:: Texto proporcionado ::

Ese futuro supondría que el papel más vanguardista, en vez de incorporar microcápsulas de crema hidratante, como ocurre ahora, tendría sensores que enviarían información a un dispositivo.

Podría ocurrir también que el estado de los residuos apareciera en la pantalla de los aparatos que hoy miden los pasos caminados, las calorías fulminadas y los latidos del corazón. «Si el papel se volviera aún más tecnológico, podría incluirse en las estrategias de cuantificación», indica el director de Social Media de Ogilvy&Mather España. «Todos llevaríamos las pulseras en la muñeca y recibiríamos, en tiempo real, la consistencia de las heces desde un papel con sensores. Cada día se guardaría un registro de qué número hemos obtenido en la escala de Bristol».

O peor aún. Podría producirse la muerte del mundo tal y como fue hasta hoy. El creativo y tecnólogo Rafa Soto fantasea con un futuro así: «Empieza la lenta e imparable despedida de la escatología. De la observación recreativa de la parte final del ciclo alimenticio. Una pena, quizás, porque como decía Gaudí, Dios es el mejor artista. Pero dentro de muy poco esto cambiará. Vamos a entregarnos en los brazos de la tecnología. De la nanotecnología. Los japoneses ya toman pastillas para que sus deposiciones huelan a lo que pone en el paquete de píldoras. Que no está mal, pero que muy pronto llevará a algo más avanzado. Tomaremos pastillas con microchips incorporados. O sea, que serán deposiciones inteligentísimas y vete tú a saber todo lo que podrán aprender».

:::
:: Los datos ::

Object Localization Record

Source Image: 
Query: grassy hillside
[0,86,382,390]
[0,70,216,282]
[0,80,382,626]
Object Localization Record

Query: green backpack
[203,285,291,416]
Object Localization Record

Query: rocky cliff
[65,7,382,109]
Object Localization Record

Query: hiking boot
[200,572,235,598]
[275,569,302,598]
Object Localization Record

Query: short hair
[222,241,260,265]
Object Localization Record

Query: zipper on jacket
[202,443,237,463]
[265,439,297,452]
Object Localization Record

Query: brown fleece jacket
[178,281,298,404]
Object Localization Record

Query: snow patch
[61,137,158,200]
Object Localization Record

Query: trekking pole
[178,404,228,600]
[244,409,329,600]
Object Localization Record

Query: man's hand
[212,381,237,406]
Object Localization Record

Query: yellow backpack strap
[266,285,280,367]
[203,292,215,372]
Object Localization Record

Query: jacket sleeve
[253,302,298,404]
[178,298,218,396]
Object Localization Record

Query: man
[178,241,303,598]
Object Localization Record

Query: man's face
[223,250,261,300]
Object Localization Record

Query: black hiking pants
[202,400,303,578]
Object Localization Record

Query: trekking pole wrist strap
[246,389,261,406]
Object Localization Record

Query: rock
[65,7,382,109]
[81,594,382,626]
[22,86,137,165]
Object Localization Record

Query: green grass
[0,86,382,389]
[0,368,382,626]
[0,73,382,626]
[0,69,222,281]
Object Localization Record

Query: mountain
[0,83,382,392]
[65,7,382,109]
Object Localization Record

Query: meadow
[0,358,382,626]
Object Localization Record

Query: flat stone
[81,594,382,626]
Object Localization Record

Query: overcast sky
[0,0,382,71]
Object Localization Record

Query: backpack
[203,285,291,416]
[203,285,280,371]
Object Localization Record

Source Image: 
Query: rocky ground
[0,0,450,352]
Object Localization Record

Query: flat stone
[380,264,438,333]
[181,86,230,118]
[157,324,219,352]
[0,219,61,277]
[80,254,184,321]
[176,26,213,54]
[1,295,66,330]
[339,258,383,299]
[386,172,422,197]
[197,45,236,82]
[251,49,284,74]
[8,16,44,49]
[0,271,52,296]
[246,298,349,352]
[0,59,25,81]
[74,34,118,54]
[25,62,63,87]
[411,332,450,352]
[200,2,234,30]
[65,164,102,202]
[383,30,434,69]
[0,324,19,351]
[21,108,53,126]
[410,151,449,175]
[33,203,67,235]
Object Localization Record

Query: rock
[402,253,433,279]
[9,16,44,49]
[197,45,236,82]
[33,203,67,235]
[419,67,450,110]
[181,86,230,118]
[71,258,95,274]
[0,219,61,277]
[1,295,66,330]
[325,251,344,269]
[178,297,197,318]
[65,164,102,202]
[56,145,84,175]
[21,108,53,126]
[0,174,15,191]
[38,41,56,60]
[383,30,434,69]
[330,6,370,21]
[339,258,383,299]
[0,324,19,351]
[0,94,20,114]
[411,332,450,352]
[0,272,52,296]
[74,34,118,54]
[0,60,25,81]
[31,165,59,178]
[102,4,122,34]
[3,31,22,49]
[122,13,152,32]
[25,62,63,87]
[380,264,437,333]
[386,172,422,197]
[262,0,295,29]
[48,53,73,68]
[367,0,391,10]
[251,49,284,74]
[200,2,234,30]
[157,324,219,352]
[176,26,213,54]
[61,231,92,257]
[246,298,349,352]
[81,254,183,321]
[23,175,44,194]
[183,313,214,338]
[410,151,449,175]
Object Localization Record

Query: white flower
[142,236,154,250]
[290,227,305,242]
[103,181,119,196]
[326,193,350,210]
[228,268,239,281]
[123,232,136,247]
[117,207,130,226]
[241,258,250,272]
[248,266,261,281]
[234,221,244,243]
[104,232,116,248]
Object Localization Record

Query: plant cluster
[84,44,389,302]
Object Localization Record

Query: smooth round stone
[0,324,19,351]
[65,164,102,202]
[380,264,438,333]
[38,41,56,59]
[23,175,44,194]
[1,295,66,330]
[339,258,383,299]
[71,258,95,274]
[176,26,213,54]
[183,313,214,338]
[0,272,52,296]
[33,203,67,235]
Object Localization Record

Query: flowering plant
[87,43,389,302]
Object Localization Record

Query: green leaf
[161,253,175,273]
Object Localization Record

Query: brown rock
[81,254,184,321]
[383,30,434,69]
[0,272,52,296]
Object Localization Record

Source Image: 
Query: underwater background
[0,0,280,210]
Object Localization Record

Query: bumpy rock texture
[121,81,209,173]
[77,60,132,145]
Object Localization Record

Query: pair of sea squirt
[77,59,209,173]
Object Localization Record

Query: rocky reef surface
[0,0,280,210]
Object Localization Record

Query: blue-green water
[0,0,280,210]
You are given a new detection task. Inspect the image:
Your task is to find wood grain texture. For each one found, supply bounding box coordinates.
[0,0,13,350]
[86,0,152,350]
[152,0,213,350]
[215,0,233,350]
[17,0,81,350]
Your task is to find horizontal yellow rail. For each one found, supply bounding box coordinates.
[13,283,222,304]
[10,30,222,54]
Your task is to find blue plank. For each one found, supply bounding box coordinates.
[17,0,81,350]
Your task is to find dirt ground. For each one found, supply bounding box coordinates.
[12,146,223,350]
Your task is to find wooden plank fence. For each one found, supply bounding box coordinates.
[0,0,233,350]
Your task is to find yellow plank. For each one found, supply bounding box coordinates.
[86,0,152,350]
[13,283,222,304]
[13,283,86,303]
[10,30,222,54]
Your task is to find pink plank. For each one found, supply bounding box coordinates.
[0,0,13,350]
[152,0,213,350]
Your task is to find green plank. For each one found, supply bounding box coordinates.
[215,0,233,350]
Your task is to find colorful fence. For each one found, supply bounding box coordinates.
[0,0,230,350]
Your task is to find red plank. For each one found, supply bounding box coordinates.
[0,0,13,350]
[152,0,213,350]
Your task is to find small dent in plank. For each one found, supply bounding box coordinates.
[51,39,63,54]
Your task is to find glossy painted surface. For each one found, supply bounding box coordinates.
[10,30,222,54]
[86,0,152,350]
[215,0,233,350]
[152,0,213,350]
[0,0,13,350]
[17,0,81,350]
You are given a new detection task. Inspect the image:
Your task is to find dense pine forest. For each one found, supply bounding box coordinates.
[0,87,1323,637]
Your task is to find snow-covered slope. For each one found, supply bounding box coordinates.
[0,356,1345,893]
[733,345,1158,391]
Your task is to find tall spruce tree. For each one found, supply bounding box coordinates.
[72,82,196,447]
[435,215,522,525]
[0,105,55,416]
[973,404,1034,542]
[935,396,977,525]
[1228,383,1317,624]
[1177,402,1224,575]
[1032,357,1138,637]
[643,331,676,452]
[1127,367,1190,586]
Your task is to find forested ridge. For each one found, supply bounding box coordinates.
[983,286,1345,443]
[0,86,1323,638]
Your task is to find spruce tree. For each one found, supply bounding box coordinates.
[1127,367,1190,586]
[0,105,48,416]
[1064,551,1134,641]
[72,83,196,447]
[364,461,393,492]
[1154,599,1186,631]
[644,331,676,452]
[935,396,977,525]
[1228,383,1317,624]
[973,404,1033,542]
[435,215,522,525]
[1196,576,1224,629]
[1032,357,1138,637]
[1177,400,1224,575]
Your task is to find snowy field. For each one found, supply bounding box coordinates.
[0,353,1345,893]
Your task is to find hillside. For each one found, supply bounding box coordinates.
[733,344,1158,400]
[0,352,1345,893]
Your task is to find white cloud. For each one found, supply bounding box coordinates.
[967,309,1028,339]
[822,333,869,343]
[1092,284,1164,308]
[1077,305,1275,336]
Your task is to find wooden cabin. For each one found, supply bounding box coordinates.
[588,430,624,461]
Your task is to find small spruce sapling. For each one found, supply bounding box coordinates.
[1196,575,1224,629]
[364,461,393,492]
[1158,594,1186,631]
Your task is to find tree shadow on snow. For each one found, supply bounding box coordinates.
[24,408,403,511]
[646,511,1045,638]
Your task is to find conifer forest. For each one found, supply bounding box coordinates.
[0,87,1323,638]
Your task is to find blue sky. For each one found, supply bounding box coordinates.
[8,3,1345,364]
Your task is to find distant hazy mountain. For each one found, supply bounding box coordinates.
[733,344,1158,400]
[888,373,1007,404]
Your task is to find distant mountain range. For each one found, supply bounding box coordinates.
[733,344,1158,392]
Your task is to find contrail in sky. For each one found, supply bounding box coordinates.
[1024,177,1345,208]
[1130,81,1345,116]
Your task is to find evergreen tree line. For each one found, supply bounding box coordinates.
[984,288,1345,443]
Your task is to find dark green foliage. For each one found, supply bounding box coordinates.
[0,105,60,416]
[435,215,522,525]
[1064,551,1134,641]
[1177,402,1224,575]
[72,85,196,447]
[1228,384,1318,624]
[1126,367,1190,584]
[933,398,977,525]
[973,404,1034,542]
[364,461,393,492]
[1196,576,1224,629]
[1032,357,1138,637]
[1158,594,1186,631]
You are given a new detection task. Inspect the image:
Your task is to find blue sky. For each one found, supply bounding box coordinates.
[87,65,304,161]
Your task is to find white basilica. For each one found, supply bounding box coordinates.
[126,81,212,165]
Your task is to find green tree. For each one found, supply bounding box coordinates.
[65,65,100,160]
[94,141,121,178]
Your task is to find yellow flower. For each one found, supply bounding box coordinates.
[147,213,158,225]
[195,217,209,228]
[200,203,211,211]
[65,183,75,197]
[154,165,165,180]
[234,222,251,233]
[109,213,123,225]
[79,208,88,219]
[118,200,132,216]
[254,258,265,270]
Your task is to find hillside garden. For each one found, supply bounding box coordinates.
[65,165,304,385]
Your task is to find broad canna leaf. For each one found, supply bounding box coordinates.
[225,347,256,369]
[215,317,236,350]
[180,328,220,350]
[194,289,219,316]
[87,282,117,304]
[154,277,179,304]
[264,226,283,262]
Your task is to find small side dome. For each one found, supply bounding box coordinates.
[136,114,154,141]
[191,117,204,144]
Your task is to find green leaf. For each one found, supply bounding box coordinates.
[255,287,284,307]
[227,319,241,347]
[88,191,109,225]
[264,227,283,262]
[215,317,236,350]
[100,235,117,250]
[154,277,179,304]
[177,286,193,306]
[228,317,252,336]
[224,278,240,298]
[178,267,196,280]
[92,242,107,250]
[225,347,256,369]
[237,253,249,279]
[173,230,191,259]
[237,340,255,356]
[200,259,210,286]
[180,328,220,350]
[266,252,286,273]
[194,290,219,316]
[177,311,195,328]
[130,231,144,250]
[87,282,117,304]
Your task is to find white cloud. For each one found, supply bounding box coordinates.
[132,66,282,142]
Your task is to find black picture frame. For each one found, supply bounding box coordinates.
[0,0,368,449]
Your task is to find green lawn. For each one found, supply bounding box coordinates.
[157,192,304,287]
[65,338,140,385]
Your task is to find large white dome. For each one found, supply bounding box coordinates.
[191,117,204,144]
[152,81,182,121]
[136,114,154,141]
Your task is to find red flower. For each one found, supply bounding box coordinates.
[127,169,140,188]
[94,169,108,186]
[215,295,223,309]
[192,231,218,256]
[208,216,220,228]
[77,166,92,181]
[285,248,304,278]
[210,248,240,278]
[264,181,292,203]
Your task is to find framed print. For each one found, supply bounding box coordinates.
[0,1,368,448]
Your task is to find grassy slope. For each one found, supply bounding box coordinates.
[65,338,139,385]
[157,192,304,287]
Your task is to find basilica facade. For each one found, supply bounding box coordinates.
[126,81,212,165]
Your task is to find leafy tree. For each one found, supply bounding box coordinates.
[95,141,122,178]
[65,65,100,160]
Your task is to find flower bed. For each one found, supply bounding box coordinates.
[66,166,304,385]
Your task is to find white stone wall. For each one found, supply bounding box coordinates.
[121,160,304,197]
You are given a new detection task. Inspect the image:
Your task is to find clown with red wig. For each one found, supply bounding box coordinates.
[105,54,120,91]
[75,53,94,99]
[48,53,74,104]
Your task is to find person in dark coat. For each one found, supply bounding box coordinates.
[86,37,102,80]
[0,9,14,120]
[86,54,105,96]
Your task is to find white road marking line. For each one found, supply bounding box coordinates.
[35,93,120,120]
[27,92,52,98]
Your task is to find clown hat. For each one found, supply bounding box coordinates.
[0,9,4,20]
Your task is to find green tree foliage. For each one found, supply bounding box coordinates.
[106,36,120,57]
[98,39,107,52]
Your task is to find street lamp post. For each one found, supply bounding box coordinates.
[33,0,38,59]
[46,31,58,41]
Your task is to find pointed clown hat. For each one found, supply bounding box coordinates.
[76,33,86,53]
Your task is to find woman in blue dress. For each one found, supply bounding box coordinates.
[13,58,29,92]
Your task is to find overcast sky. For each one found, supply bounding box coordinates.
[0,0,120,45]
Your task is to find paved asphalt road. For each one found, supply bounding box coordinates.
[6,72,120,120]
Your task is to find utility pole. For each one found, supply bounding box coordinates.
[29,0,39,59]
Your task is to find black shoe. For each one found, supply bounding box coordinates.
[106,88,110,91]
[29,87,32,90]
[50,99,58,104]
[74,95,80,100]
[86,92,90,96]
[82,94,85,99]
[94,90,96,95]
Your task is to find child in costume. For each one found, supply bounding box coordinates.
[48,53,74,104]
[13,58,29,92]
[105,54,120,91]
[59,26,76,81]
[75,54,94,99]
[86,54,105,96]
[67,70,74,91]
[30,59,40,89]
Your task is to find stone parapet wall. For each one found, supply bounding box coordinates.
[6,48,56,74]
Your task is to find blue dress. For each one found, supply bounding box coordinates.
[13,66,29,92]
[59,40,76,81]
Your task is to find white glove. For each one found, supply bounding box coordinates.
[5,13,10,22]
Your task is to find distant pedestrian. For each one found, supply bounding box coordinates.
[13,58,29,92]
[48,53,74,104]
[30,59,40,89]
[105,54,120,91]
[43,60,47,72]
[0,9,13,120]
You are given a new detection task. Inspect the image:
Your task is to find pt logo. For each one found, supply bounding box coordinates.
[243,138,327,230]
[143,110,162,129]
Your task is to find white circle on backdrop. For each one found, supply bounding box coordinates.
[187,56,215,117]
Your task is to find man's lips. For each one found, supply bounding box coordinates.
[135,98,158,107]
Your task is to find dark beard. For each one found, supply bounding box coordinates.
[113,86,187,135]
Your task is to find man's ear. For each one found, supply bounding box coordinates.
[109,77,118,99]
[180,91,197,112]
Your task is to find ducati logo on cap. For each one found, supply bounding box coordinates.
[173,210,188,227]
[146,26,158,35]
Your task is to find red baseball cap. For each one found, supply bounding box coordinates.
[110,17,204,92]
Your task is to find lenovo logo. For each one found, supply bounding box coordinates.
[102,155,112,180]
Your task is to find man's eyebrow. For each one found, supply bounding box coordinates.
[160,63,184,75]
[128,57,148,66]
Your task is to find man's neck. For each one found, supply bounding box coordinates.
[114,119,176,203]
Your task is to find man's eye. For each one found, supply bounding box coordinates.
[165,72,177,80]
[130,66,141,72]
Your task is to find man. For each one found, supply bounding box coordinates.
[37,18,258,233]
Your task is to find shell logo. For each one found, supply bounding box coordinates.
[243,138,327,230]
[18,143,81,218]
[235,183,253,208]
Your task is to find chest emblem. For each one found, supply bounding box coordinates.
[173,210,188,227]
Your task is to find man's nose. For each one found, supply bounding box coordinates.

:::

**Tarea asignada 1**
Enumera las tres cosas que, según el texto sobre el papel con sensores, miden hoy los aparatos mencionados.
**Tarea asignada 2**
Continúa, por favor, el texto sobre el papel con sensores a partir de su última frase.
Los ítems son un material independiente del texto.

**Respuesta escrita 1**
Los pasos caminados, las calorías fulminadas y los latidos del corazón.

**Respuesta escrita 2**
O mejor aún. Podría producirse el advenimiento de la Pootopia. Ese día en que, según Dave Praeger, «la sociedad se libere de la tiranía de los intestinos». El autor del libro Poop Culture: How America Is Shaped By Its Grossest National Product lleva años investigando sobre el inodoro como herramienta propagandística y arma opresiva, sobre lo que cuesta a la economía y a la salud del planeta cada vez que alguien tira de la cisterna, y sobre el cuarto de baño como salvación de la humanidad.

El autor propone construir una utopía. Quiere un mundo en el que hablar de estos asuntos no suponga angustia ni vergüenza. «Es la experiencia humana más universal», declara en la web de Poop Report. Porque hoy, todavía, el culo es un asunto sensible. Sobre todo, en Estados Unidos, el país que más papel higiénico compra en todo el mundo y donde más refunfuñan por la suavidad.